[Aim of the task]
Can you output every line of the material below as a numbered list, leaving out blank lines?

## START

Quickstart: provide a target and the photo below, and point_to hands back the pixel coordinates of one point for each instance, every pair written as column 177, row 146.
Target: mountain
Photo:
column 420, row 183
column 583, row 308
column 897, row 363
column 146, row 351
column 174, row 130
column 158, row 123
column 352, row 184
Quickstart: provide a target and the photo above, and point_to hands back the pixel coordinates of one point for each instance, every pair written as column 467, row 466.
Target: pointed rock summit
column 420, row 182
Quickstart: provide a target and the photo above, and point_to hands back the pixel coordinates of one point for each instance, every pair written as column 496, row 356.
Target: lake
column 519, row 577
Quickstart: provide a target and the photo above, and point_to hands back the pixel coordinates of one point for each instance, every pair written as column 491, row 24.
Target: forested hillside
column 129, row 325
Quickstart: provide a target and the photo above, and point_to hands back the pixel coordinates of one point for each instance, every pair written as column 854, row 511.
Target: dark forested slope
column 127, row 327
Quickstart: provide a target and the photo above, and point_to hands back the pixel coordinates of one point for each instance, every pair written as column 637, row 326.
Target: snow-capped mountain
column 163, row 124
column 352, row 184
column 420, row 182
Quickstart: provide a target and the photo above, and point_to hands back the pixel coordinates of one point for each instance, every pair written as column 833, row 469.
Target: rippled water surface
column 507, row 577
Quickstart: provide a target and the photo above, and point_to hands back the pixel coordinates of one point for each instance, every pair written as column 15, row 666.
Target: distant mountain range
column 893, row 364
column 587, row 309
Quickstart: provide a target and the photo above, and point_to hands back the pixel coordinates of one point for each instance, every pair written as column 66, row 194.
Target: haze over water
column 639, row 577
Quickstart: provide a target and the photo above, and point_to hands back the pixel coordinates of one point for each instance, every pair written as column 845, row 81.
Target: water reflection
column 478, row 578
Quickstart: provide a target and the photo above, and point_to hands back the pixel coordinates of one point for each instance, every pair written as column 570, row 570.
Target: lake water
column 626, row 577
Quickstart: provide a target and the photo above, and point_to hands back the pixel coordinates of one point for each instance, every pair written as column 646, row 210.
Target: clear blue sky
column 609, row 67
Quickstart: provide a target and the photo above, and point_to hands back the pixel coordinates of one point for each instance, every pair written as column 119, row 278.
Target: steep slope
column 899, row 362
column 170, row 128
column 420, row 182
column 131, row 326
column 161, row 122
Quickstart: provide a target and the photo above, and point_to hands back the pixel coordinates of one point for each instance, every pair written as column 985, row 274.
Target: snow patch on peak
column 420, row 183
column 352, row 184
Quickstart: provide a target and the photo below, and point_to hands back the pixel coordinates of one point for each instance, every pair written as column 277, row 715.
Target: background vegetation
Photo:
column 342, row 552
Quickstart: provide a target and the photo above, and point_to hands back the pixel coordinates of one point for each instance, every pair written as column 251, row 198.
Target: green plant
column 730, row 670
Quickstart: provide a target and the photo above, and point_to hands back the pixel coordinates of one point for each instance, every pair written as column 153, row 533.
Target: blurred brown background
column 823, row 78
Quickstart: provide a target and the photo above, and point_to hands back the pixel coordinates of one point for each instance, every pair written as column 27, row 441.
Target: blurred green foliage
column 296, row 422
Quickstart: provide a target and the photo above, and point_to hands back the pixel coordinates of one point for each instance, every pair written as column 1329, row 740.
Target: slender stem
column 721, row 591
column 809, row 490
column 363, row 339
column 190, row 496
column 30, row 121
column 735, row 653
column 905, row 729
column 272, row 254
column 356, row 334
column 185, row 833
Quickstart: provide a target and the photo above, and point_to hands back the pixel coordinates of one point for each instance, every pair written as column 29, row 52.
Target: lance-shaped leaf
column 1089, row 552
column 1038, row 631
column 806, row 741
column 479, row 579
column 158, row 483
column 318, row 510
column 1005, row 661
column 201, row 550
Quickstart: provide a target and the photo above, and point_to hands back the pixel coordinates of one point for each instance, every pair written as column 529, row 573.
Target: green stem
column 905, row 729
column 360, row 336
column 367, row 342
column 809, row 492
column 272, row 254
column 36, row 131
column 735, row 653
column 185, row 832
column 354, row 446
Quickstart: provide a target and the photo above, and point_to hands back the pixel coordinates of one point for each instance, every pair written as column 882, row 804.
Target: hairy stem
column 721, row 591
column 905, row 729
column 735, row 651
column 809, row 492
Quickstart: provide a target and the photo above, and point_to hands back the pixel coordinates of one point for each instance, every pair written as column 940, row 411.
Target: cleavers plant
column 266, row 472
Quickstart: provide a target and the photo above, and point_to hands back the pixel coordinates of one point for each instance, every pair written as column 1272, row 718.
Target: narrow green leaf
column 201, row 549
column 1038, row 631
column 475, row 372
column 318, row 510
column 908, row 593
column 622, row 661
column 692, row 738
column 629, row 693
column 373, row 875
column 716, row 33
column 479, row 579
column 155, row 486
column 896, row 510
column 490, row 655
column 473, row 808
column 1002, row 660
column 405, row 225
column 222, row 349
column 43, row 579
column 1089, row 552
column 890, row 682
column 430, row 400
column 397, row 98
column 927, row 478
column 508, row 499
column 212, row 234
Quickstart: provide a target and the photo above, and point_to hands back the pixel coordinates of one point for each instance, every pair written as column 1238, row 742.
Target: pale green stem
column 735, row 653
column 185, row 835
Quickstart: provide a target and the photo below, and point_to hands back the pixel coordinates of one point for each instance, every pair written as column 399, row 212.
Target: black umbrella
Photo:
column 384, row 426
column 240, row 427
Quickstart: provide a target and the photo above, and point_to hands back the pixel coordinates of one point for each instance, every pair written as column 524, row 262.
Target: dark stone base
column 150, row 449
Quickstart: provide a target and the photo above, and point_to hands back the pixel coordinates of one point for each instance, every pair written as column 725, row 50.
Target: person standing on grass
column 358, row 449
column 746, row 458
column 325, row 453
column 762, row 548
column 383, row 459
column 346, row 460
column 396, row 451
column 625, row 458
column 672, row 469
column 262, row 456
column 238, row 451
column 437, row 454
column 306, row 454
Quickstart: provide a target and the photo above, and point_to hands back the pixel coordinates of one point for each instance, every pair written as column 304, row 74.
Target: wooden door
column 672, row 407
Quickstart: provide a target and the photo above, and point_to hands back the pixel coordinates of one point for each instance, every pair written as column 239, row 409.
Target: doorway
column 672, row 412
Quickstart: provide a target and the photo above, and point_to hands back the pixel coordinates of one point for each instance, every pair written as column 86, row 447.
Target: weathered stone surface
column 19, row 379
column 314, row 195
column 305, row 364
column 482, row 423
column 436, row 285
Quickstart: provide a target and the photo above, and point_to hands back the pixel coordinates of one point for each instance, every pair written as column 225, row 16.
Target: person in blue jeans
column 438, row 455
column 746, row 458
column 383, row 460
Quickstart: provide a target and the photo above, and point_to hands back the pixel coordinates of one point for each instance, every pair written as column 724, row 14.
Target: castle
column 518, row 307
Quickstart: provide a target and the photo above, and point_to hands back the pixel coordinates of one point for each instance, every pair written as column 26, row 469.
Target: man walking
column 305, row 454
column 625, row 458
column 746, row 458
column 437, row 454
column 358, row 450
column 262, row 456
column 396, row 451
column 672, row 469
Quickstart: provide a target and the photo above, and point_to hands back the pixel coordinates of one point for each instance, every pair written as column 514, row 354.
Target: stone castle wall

## END

[Output below]
1. Quickstart: provide a target and the photo below, and point_to hands back the pixel coordinates of one point for each instance, every pair written as column 177, row 146.
2. Target: mountain
3. Photo:
4. column 420, row 183
5. column 583, row 308
6. column 897, row 363
7. column 146, row 351
8. column 174, row 130
9. column 158, row 123
10. column 352, row 184
11. Quickstart: provide a target and the photo above, and point_to hands back the pixel coordinates of one point for each instance, every pair written as column 467, row 466.
12. Target: pointed rock summit
13. column 420, row 182
14. Quickstart: provide a target and the photo above, and point_to hands back the pixel coordinates of one point for each instance, every pair written as column 496, row 356.
15. Target: lake
16. column 519, row 577
17. Quickstart: provide a target and the photo above, and point_to hands back the pixel coordinates of one point for each instance, every pair written as column 491, row 24.
18. Target: forested hillside
19. column 129, row 325
20. Quickstart: provide a target and the photo above, and point_to hands back the pixel coordinates of one point for each instance, every pair written as column 854, row 511.
21. Target: dark forested slope
22. column 127, row 327
23. Quickstart: provide a target and the photo above, and point_to hands back the pixel coordinates of one point for each instance, every pair written as column 637, row 326.
24. Target: snow-capped mountain
25. column 163, row 124
26. column 352, row 184
27. column 420, row 182
28. Quickstart: provide a target and the photo above, and point_to hands back the pixel coordinates of one point for each instance, every pair written as column 833, row 469.
29. Target: rippled water surface
30. column 507, row 577
31. Quickstart: provide a target and the photo above, and point_to hands back the pixel coordinates of one point for each instance, every pair written as column 15, row 666.
32. Target: distant mountain range
33. column 893, row 364
34. column 587, row 309
35. Quickstart: provide a target and the photo above, and point_to hands back the pixel coordinates of one point for each instance, every pair written as column 66, row 194.
36. Target: haze over water
37. column 639, row 577
38. Quickstart: provide a target and the photo above, and point_to hands back the pixel coordinates of one point for each instance, every pair written as column 845, row 81.
39. Target: water reflection
40. column 478, row 578
41. Quickstart: provide a target and the photo above, and point_to hands back the pixel coordinates of one point for each instance, every pair written as column 570, row 570.
42. Target: lake water
43. column 626, row 577
44. Quickstart: provide a target and the photo above, and point_to hands back the pixel coordinates of one point for each instance, every pair written as column 646, row 210.
45. Target: clear blue sky
46. column 609, row 67
47. Quickstart: provide a target and the photo above, and point_to hands back the pixel coordinates of one point for each instance, every pair written as column 119, row 278.
48. Target: steep slope
49. column 899, row 362
50. column 170, row 128
51. column 420, row 182
52. column 131, row 326
53. column 161, row 122
54. Quickstart: provide a target and the photo above, and point_to hands back the pixel coordinates of one point for each instance, every pair written as column 985, row 274.
55. Target: snow patch on peak
56. column 420, row 183
57. column 352, row 184
58. Quickstart: provide a target and the photo below, and point_to hands back the pixel coordinates of one point for each instance, every pair written as column 277, row 715.
59. Target: background vegetation
60. Photo:
61. column 342, row 552
62. Quickstart: provide a target and the photo above, and point_to hands back the pixel coordinates of one point for each instance, every pair written as column 251, row 198.
63. Target: green plant
64. column 730, row 670
65. Quickstart: provide a target and the photo above, and point_to hands back the pixel coordinates of one point for each instance, every pair written as column 153, row 533.
66. Target: blurred brown background
67. column 823, row 78
68. Quickstart: provide a target and the photo above, and point_to hands back the pixel coordinates of one point for each instance, every pair written as column 27, row 441.
69. Target: blurred green foliage
70. column 296, row 422
71. Quickstart: provide a target and the photo above, and point_to hands back the pixel coordinates of one point for each instance, every pair written as column 1329, row 740.
72. Target: slender stem
73. column 721, row 591
74. column 809, row 490
75. column 363, row 339
76. column 190, row 496
77. column 30, row 121
78. column 735, row 653
79. column 905, row 729
80. column 272, row 254
81. column 356, row 334
82. column 185, row 833
83. Quickstart: provide a target and the photo above, and point_to hands back the pixel coordinates of one point for each instance, every pair written as column 29, row 52.
84. Target: lance-shaped leaf
85. column 1089, row 552
86. column 1038, row 631
87. column 806, row 741
88. column 479, row 579
89. column 158, row 483
90. column 318, row 510
91. column 1005, row 661
92. column 201, row 550
93. Quickstart: provide a target and the photo above, and point_to hands back the pixel coordinates of one point for each instance, every pair written as column 529, row 573.
94. Target: green stem
95. column 905, row 729
96. column 360, row 336
97. column 367, row 342
98. column 809, row 492
99. column 272, row 254
100. column 36, row 131
101. column 735, row 653
102. column 185, row 832
103. column 354, row 446
104. Quickstart: provide a target and the photo above, and point_to hands back the pixel coordinates of one point for each instance, every pair written as column 882, row 804.
105. Target: hairy stem
106. column 721, row 591
107. column 905, row 729
108. column 735, row 651
109. column 809, row 492
110. Quickstart: provide a target and the photo above, and point_to hands back the pixel coordinates of one point for each instance, every pair written as column 940, row 411.
111. Target: cleavers plant
112. column 266, row 472
113. Quickstart: provide a target and the photo above, and point_to hands back the pixel coordinates of one point for each instance, every pair written as column 1272, row 718.
114. Target: narrow green leaf
115. column 201, row 549
116. column 1038, row 631
117. column 475, row 372
118. column 318, row 510
119. column 908, row 593
120. column 622, row 661
121. column 692, row 738
122. column 629, row 693
123. column 373, row 875
124. column 716, row 33
125. column 479, row 579
126. column 155, row 486
127. column 896, row 510
128. column 490, row 655
129. column 473, row 808
130. column 1002, row 660
131. column 405, row 225
132. column 222, row 349
133. column 43, row 579
134. column 1089, row 552
135. column 890, row 682
136. column 430, row 400
137. column 397, row 98
138. column 927, row 478
139. column 508, row 499
140. column 212, row 234
141. Quickstart: provide a target and the photo above, and point_to hands back the pixel coordinates of one point for each instance, every pair written as column 1238, row 742.
142. Target: pale green stem
143. column 735, row 653
144. column 185, row 835
145. Quickstart: provide a target and the photo below, and point_to hands back the pixel coordinates of one point for each instance, every pair written as column 399, row 212.
146. Target: black umbrella
147. Photo:
148. column 384, row 426
149. column 240, row 427
150. Quickstart: provide a target and the photo above, and point_to hands back the pixel coordinates of one point for each instance, every pair written as column 524, row 262.
151. Target: dark stone base
152. column 150, row 449
153. Quickstart: provide a target and the photo above, and point_to hands back the pixel coordinates of one point for each instance, every pair written as column 725, row 50.
154. Target: person standing on grass
155. column 358, row 449
156. column 746, row 458
157. column 325, row 453
158. column 762, row 548
159. column 383, row 459
160. column 346, row 460
161. column 396, row 451
162. column 625, row 458
163. column 672, row 469
164. column 262, row 456
165. column 238, row 451
166. column 437, row 454
167. column 306, row 454
168. Quickstart: provide a target and the photo above, and point_to hands back the pixel coordinates of one point for each instance, every pair written as column 304, row 74.
169. Target: wooden door
170. column 672, row 407
171. Quickstart: provide a target and the photo above, and point_to hands back the pixel coordinates of one point for each instance, every pair written as column 239, row 409.
172. Target: doorway
173. column 672, row 412
174. Quickstart: provide a target and the photo above, and point_to hands back the pixel coordinates of one point for each instance, every pair written as column 86, row 447.
175. Target: weathered stone surface
176. column 19, row 379
177. column 314, row 195
178. column 305, row 364
179. column 482, row 423
180. column 436, row 285
181. Quickstart: provide a target and the photo above, and point_to hands back the pixel coordinates of one point for each instance, every pair written as column 225, row 16.
182. Target: person in blue jeans
183. column 438, row 455
184. column 746, row 458
185. column 383, row 460
186. Quickstart: provide a target and the photo above, and point_to hands back the pixel coordinates of one point for each instance, every pair written as column 724, row 14.
187. Target: castle
188. column 518, row 307
189. Quickstart: provide a target and the photo above, and point_to hands back the pixel coordinates of one point for each instance, every pair written as column 26, row 469.
190. Target: man walking
191. column 305, row 454
192. column 625, row 458
193. column 746, row 458
194. column 437, row 454
195. column 358, row 450
196. column 262, row 456
197. column 396, row 451
198. column 672, row 469
199. Quickstart: provide a target and the photo above, and point_to hands back the pixel coordinates of one point for each instance, every pair written as column 514, row 354.
200. Target: stone castle wall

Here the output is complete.